* DESCRIPTION OF THE TASK *
From the line with "Confirm that each instance of the small" down to the final line of the material below, quote every line exactly and leave out all lines before it.

* RECORDS SUPPLIED *
__________
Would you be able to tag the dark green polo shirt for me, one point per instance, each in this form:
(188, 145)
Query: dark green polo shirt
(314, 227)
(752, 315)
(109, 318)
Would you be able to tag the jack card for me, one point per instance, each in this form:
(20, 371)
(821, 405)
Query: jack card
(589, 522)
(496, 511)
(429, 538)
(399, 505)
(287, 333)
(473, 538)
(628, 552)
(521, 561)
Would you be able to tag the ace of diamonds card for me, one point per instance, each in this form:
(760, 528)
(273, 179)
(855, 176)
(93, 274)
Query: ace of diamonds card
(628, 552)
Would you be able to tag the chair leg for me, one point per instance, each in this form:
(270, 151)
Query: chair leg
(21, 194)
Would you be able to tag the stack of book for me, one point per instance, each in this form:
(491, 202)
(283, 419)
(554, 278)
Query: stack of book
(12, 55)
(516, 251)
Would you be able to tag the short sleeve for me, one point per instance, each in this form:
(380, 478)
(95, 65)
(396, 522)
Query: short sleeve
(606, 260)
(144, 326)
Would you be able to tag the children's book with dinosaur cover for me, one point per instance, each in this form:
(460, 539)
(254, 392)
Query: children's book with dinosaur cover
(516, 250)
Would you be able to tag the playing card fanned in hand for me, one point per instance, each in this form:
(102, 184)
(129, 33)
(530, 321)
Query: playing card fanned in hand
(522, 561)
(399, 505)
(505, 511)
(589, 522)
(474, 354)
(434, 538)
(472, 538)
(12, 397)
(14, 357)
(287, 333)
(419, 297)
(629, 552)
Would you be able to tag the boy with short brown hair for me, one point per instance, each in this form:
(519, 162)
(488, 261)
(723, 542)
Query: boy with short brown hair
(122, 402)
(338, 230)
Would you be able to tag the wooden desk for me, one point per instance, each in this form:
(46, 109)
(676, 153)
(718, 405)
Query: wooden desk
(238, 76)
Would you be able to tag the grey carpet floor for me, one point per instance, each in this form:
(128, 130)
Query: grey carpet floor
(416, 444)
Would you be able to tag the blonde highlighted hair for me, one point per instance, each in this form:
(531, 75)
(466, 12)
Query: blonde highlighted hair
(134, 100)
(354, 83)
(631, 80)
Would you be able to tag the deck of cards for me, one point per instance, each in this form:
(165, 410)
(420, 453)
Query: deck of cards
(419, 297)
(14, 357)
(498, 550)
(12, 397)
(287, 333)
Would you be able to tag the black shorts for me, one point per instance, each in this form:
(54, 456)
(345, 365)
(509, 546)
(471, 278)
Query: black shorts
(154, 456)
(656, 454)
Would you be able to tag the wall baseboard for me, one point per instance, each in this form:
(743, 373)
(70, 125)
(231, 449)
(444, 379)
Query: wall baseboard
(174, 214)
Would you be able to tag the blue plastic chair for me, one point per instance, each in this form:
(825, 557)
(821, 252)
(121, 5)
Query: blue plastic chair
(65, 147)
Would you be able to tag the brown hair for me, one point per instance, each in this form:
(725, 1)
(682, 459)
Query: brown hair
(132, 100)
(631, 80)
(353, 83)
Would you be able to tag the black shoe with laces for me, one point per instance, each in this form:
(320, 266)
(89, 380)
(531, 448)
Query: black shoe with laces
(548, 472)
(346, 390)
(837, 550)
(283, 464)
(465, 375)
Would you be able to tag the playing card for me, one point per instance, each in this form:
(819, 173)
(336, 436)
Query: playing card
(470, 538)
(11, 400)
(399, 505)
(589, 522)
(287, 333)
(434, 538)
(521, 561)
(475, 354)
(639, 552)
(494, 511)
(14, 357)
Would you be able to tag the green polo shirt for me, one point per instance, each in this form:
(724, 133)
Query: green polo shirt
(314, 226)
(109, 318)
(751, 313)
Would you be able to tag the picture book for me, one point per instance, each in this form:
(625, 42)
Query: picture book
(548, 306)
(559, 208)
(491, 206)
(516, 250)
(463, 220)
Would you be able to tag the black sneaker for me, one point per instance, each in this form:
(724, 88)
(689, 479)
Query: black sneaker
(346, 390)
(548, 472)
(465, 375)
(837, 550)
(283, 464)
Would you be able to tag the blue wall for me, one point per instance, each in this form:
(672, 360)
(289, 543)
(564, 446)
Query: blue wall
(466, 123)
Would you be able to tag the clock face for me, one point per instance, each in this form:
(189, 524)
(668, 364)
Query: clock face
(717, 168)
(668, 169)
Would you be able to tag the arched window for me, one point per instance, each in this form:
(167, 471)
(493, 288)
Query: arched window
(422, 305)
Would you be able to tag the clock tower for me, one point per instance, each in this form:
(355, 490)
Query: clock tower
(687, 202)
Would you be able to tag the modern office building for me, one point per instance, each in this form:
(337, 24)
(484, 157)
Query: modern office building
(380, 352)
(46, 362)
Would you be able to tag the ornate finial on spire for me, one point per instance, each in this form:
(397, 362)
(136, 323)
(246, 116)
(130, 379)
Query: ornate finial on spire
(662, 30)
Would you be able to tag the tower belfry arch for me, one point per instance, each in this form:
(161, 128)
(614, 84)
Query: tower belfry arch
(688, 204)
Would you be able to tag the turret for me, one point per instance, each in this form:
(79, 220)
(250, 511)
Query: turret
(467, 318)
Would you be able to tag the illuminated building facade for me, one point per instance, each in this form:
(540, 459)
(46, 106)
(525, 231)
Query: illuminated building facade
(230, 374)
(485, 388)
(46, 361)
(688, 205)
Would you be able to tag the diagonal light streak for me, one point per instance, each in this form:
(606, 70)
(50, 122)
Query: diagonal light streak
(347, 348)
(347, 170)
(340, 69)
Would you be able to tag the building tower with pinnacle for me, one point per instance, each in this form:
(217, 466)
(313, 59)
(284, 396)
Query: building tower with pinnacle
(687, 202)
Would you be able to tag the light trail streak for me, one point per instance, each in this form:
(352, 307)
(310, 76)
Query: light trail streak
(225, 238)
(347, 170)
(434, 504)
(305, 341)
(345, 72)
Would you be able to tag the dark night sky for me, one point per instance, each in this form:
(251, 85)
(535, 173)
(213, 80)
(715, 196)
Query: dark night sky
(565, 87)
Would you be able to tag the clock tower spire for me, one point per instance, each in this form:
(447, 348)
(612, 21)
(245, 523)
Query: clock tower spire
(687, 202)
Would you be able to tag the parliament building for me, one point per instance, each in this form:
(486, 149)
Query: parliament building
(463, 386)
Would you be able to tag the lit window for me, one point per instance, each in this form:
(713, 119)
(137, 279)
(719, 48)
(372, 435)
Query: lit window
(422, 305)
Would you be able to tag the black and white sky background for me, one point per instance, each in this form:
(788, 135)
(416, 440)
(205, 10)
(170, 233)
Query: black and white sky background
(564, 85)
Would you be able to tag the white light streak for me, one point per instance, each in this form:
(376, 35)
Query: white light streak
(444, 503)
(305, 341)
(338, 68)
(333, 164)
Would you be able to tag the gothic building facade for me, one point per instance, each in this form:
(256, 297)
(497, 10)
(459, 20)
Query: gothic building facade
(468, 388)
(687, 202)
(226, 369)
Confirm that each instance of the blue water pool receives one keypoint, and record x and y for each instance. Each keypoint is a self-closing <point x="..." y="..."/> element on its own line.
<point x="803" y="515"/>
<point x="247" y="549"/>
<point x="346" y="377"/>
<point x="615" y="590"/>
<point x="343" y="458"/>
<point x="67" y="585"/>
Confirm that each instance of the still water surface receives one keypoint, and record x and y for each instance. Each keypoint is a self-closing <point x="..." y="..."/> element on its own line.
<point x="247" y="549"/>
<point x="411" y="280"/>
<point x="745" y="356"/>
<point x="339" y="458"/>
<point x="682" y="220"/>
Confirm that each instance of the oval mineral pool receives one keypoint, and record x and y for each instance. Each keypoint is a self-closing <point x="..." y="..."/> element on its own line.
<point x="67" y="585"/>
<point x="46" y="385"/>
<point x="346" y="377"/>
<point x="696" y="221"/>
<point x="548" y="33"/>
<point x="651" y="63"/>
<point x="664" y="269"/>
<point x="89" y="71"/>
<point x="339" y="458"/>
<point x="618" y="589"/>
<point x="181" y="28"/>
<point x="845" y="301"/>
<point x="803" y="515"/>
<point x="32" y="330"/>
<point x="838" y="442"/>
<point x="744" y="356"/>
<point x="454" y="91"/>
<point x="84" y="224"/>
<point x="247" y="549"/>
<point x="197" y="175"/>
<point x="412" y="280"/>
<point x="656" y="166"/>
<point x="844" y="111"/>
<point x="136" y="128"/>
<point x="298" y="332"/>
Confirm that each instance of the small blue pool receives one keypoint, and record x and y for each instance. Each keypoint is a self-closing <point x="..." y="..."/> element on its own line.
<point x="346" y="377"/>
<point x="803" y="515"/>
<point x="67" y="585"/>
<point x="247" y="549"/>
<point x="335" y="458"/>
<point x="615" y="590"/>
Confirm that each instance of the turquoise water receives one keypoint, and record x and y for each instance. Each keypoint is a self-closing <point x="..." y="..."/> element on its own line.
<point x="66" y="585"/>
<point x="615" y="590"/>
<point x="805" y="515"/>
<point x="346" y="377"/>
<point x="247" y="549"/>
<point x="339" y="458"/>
__________
* EXERCISE SOLUTION *
Confirm that each instance of the small blue pool receives one keypoint, and record x and y for each instance. Each keypoint is a self-closing <point x="..." y="..."/> element on its own line.
<point x="346" y="377"/>
<point x="803" y="515"/>
<point x="67" y="585"/>
<point x="247" y="549"/>
<point x="335" y="458"/>
<point x="615" y="590"/>
Confirm that each instance of the turquoise water receives one keypoint, and record x and y for each instance. Each keypoint is a self-closing <point x="..." y="..."/> element on its own line.
<point x="66" y="585"/>
<point x="615" y="590"/>
<point x="805" y="515"/>
<point x="346" y="377"/>
<point x="247" y="549"/>
<point x="339" y="458"/>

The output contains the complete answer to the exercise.